* **Given exercise**:
Copy the lines below word for word, starting at the line that contains "Note: indicate the woman's hand on mouse" and ending at the line that contains "<point>728,552</point>", with both of those lines included.

--- Start of Extracted data ---

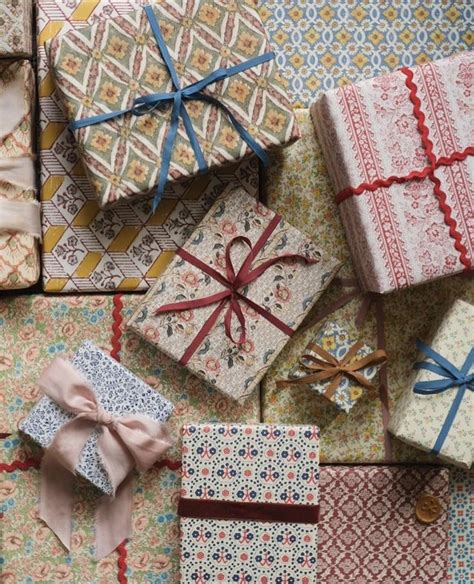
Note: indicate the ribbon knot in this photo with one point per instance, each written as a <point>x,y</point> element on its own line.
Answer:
<point>449,377</point>
<point>232,295</point>
<point>147,103</point>
<point>126,442</point>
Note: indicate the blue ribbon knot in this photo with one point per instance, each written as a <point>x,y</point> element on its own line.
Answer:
<point>450,377</point>
<point>147,103</point>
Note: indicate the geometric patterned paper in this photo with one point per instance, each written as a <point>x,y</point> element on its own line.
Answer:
<point>84,248</point>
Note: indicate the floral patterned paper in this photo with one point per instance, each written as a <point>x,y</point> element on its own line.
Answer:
<point>287,290</point>
<point>418,419</point>
<point>16,36</point>
<point>104,67</point>
<point>118,392</point>
<point>260,463</point>
<point>368,531</point>
<point>399,235</point>
<point>19,256</point>
<point>337,342</point>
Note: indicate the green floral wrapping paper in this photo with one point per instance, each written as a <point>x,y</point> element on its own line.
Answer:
<point>418,419</point>
<point>297,186</point>
<point>103,68</point>
<point>287,291</point>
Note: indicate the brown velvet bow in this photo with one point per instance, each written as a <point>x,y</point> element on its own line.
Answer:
<point>329,367</point>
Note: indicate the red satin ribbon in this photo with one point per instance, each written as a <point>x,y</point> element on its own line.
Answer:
<point>231,295</point>
<point>232,510</point>
<point>427,172</point>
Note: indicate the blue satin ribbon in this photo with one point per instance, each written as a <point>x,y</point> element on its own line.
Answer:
<point>147,103</point>
<point>450,376</point>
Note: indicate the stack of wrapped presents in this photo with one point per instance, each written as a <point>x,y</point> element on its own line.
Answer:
<point>236,307</point>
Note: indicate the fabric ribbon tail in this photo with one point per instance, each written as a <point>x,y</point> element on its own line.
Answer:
<point>57,498</point>
<point>114,519</point>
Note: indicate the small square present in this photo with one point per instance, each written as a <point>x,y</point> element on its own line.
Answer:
<point>20,226</point>
<point>16,35</point>
<point>170,90</point>
<point>399,149</point>
<point>436,413</point>
<point>383,524</point>
<point>238,289</point>
<point>337,366</point>
<point>249,503</point>
<point>119,393</point>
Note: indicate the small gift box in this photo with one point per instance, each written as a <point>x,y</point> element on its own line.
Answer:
<point>249,503</point>
<point>337,366</point>
<point>435,414</point>
<point>399,151</point>
<point>20,226</point>
<point>383,524</point>
<point>16,35</point>
<point>168,91</point>
<point>118,392</point>
<point>234,294</point>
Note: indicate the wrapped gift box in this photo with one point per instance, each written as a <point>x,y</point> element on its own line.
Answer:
<point>118,392</point>
<point>336,341</point>
<point>42,327</point>
<point>16,36</point>
<point>19,256</point>
<point>232,363</point>
<point>421,418</point>
<point>369,530</point>
<point>260,464</point>
<point>104,68</point>
<point>87,249</point>
<point>379,137</point>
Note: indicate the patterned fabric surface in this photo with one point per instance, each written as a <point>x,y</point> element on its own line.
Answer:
<point>368,531</point>
<point>297,186</point>
<point>257,464</point>
<point>19,255</point>
<point>87,249</point>
<point>105,67</point>
<point>47,326</point>
<point>286,290</point>
<point>402,235</point>
<point>16,37</point>
<point>325,43</point>
<point>461,536</point>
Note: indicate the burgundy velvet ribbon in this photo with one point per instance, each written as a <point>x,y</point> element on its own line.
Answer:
<point>247,511</point>
<point>231,295</point>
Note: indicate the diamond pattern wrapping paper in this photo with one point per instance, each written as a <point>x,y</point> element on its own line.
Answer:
<point>368,530</point>
<point>286,290</point>
<point>297,186</point>
<point>412,121</point>
<point>105,67</point>
<point>419,419</point>
<point>16,36</point>
<point>253,464</point>
<point>337,342</point>
<point>118,392</point>
<point>85,248</point>
<point>19,256</point>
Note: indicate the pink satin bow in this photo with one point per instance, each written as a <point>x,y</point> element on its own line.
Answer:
<point>124,443</point>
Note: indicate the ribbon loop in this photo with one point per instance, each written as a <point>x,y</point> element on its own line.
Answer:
<point>147,103</point>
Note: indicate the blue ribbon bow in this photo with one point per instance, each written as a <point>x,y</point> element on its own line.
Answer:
<point>450,376</point>
<point>147,103</point>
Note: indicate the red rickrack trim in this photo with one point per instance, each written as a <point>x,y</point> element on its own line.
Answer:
<point>117,327</point>
<point>427,172</point>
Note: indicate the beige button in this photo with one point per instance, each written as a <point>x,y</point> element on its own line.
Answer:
<point>428,508</point>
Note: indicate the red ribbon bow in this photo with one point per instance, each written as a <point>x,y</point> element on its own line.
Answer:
<point>233,284</point>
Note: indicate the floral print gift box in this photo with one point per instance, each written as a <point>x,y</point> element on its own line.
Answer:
<point>234,294</point>
<point>239,106</point>
<point>249,503</point>
<point>399,149</point>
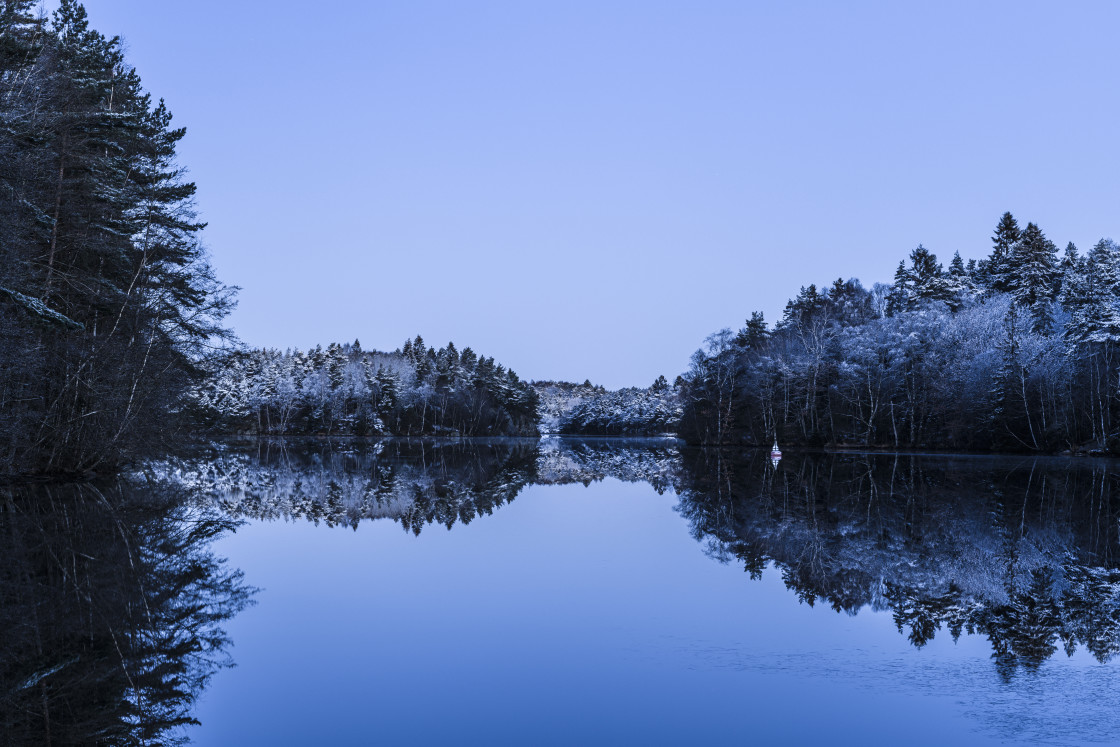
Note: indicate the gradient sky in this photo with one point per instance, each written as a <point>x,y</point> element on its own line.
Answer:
<point>587,189</point>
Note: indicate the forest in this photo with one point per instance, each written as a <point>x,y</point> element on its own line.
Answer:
<point>108,301</point>
<point>345,391</point>
<point>1017,352</point>
<point>114,345</point>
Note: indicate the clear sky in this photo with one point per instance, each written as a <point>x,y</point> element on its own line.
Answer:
<point>587,189</point>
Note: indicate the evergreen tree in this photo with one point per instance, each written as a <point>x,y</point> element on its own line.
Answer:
<point>754,333</point>
<point>1033,277</point>
<point>997,269</point>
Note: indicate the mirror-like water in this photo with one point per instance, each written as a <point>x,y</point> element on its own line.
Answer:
<point>600,591</point>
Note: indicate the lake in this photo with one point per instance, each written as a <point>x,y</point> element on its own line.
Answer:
<point>565,591</point>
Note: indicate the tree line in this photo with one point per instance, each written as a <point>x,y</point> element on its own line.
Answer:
<point>343,390</point>
<point>1014,352</point>
<point>106,296</point>
<point>1013,552</point>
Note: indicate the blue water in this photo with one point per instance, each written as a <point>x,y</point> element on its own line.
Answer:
<point>590,615</point>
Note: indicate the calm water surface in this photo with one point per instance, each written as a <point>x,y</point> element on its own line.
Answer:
<point>609,593</point>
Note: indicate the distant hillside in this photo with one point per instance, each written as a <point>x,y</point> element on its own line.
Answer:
<point>346,391</point>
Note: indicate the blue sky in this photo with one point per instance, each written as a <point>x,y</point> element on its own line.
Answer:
<point>587,189</point>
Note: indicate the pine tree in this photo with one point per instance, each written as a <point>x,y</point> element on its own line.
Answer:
<point>754,333</point>
<point>997,269</point>
<point>1033,277</point>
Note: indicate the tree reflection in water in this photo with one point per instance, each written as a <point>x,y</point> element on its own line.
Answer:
<point>112,603</point>
<point>1019,550</point>
<point>111,606</point>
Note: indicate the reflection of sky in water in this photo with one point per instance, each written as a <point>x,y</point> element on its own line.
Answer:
<point>590,616</point>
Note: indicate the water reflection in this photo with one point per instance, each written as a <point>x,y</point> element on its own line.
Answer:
<point>112,603</point>
<point>111,607</point>
<point>1022,551</point>
<point>1019,550</point>
<point>413,482</point>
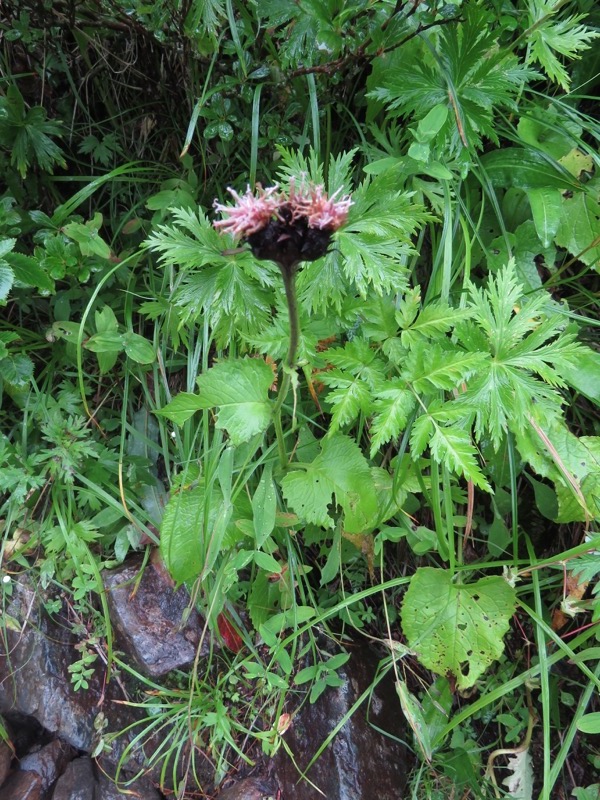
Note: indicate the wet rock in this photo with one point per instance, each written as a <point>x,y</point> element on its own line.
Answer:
<point>77,782</point>
<point>6,751</point>
<point>34,676</point>
<point>23,786</point>
<point>149,621</point>
<point>141,788</point>
<point>5,759</point>
<point>360,763</point>
<point>48,762</point>
<point>249,789</point>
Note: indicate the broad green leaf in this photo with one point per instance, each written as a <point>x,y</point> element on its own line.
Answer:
<point>456,628</point>
<point>519,783</point>
<point>28,272</point>
<point>16,369</point>
<point>6,246</point>
<point>138,348</point>
<point>526,169</point>
<point>413,712</point>
<point>264,506</point>
<point>342,471</point>
<point>106,320</point>
<point>7,277</point>
<point>181,408</point>
<point>266,562</point>
<point>589,723</point>
<point>239,388</point>
<point>182,533</point>
<point>527,250</point>
<point>546,208</point>
<point>193,531</point>
<point>88,237</point>
<point>109,342</point>
<point>579,231</point>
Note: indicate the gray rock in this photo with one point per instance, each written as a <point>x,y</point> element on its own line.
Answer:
<point>37,696</point>
<point>34,677</point>
<point>149,623</point>
<point>77,782</point>
<point>360,763</point>
<point>23,786</point>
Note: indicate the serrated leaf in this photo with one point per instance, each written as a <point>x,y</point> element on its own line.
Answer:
<point>340,470</point>
<point>580,226</point>
<point>239,389</point>
<point>550,37</point>
<point>456,628</point>
<point>392,407</point>
<point>453,447</point>
<point>28,272</point>
<point>526,168</point>
<point>430,367</point>
<point>435,318</point>
<point>181,408</point>
<point>138,348</point>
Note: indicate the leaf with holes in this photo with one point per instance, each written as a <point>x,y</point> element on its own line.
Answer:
<point>341,470</point>
<point>456,628</point>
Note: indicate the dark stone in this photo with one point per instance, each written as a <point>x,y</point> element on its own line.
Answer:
<point>23,786</point>
<point>37,697</point>
<point>142,788</point>
<point>26,732</point>
<point>149,622</point>
<point>360,763</point>
<point>77,782</point>
<point>249,789</point>
<point>48,762</point>
<point>34,677</point>
<point>5,759</point>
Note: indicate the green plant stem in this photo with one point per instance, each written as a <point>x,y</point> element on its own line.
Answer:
<point>289,282</point>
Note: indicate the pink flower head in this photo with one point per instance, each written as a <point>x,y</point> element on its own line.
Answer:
<point>321,211</point>
<point>285,228</point>
<point>250,213</point>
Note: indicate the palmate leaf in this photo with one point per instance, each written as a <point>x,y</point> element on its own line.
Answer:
<point>239,389</point>
<point>233,290</point>
<point>392,407</point>
<point>341,471</point>
<point>528,348</point>
<point>431,366</point>
<point>434,319</point>
<point>453,446</point>
<point>360,369</point>
<point>457,628</point>
<point>549,36</point>
<point>466,67</point>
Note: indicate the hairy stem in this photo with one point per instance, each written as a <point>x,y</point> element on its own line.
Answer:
<point>288,274</point>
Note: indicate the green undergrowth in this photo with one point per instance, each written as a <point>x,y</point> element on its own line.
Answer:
<point>419,470</point>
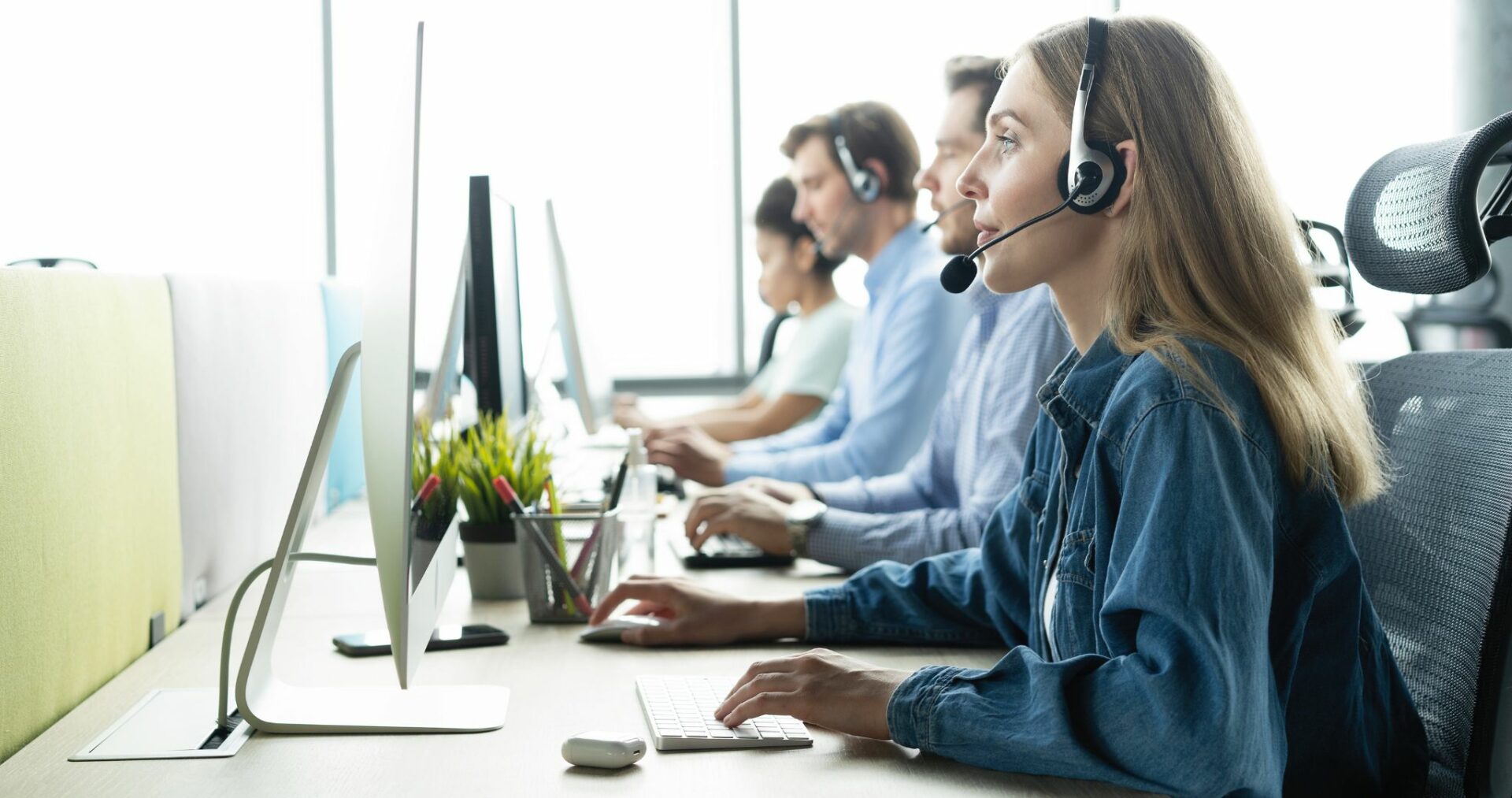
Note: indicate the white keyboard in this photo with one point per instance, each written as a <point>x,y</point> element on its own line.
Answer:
<point>680,711</point>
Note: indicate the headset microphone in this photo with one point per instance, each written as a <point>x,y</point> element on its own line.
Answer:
<point>962,269</point>
<point>947,212</point>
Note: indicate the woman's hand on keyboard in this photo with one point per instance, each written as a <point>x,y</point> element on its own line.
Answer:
<point>693,615</point>
<point>817,686</point>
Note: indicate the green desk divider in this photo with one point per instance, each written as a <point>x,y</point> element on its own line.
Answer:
<point>88,487</point>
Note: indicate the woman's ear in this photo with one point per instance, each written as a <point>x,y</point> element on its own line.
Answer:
<point>1128,151</point>
<point>803,254</point>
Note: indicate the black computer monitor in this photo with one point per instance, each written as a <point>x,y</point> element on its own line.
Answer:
<point>493,358</point>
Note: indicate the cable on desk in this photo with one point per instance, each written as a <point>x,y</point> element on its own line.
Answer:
<point>223,720</point>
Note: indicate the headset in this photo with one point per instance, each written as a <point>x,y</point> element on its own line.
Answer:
<point>865,184</point>
<point>1089,177</point>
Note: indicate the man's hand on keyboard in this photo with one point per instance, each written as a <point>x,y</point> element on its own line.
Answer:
<point>693,615</point>
<point>690,452</point>
<point>817,686</point>
<point>779,490</point>
<point>747,513</point>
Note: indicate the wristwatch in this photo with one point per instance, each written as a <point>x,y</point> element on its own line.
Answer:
<point>803,516</point>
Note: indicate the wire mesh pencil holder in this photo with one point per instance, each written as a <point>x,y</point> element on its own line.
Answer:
<point>584,551</point>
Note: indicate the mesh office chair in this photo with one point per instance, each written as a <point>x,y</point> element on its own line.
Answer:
<point>1421,197</point>
<point>1436,546</point>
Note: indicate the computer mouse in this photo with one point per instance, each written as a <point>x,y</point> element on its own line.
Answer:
<point>604,748</point>
<point>610,630</point>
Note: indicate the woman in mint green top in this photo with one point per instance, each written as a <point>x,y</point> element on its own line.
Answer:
<point>797,381</point>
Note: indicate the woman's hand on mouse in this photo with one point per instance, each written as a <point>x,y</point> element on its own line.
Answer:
<point>693,615</point>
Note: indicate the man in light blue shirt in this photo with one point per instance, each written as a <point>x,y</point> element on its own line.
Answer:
<point>854,173</point>
<point>974,454</point>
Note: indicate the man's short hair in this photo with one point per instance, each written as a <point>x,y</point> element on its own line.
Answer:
<point>976,73</point>
<point>873,130</point>
<point>775,213</point>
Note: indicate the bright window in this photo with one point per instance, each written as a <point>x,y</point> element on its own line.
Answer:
<point>621,112</point>
<point>172,136</point>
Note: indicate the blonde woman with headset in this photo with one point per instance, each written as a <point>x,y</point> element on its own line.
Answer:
<point>1173,575</point>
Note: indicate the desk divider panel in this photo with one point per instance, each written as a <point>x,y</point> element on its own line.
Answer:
<point>90,546</point>
<point>251,378</point>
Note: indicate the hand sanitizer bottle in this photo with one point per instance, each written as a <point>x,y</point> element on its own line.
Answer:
<point>639,507</point>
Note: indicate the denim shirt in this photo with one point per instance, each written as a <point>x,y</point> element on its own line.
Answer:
<point>1210,632</point>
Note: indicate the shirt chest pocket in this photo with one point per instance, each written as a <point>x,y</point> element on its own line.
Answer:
<point>1033,492</point>
<point>1074,618</point>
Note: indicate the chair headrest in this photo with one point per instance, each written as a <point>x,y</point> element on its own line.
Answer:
<point>1411,224</point>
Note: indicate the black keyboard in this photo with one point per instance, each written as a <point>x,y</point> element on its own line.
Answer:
<point>728,552</point>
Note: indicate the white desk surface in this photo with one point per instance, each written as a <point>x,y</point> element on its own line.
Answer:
<point>558,688</point>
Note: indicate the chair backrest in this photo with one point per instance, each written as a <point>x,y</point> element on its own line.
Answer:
<point>1436,546</point>
<point>1413,224</point>
<point>769,339</point>
<point>90,547</point>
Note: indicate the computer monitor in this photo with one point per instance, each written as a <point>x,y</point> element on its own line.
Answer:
<point>412,576</point>
<point>493,358</point>
<point>588,388</point>
<point>484,324</point>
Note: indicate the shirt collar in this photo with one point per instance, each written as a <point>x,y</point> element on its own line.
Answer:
<point>892,262</point>
<point>1078,389</point>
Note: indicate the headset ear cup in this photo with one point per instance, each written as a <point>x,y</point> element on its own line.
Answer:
<point>1119,174</point>
<point>867,186</point>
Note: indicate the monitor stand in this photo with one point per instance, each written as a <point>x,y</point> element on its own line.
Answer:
<point>271,705</point>
<point>183,723</point>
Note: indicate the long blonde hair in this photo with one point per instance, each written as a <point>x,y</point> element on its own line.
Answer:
<point>1210,250</point>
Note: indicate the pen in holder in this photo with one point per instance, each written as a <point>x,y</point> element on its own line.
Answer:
<point>565,590</point>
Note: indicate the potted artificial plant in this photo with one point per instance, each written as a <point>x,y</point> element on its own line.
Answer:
<point>491,543</point>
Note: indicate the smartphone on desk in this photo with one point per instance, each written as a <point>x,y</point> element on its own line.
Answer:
<point>445,637</point>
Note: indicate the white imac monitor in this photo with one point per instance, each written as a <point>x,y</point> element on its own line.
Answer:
<point>484,324</point>
<point>415,567</point>
<point>590,388</point>
<point>412,576</point>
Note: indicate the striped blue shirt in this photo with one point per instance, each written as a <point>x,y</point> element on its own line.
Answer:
<point>897,369</point>
<point>943,499</point>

--- End of Extracted data ---

* **Answer below**:
Note: indicate the woman's hand on mouse in this photo with one point per instance, each written as a <point>x,y</point> element on its own line.
Answer:
<point>693,615</point>
Note: indicate the man in light blue shirt in this photo with one point per instance, each written as a <point>x,y</point> element on its own line.
Answer:
<point>854,173</point>
<point>974,454</point>
Note: indicate the man's short hair in this photo with one point per instance, each written as a <point>x,y</point> element on its own line.
Answer:
<point>976,73</point>
<point>873,130</point>
<point>775,213</point>
Note: indicate the bright window in this photo with one point per instance, each written as a <point>x,y</point> element on its own line.
Answer:
<point>621,112</point>
<point>172,136</point>
Note: indicate the blonde woman with headset in this photo with one point per instance, each written as a <point>x,y</point> element on its own line.
Answer:
<point>1173,575</point>
Note: indicate the desk divider panel in this photo with one point per instance, each written as a <point>x,y</point> element on its own line.
Answer:
<point>90,546</point>
<point>251,378</point>
Note: indicate the hand sanitizer bottle in this photo with one point per instance, each written as a <point>x,y</point> element on its own line.
Answer:
<point>639,507</point>
Note: indicate the denim shirt in this photo with one point per instance, each written as a <point>x,y</point> element on its own line.
Answer:
<point>1210,632</point>
Note: indicate the shirt chest pocket in this photo with one point per instance, each written as a <point>x,y</point> element on its own line.
Answer:
<point>1033,492</point>
<point>1074,618</point>
Note: indicate the chair headrest in this photo with one point per instance, each written as a <point>x,y</point> element on its own line.
Answer:
<point>1411,224</point>
Note: indicate the black keyboard in this photo with one point per instance, each written as a <point>x,y</point> element on its own line.
Answer:
<point>728,552</point>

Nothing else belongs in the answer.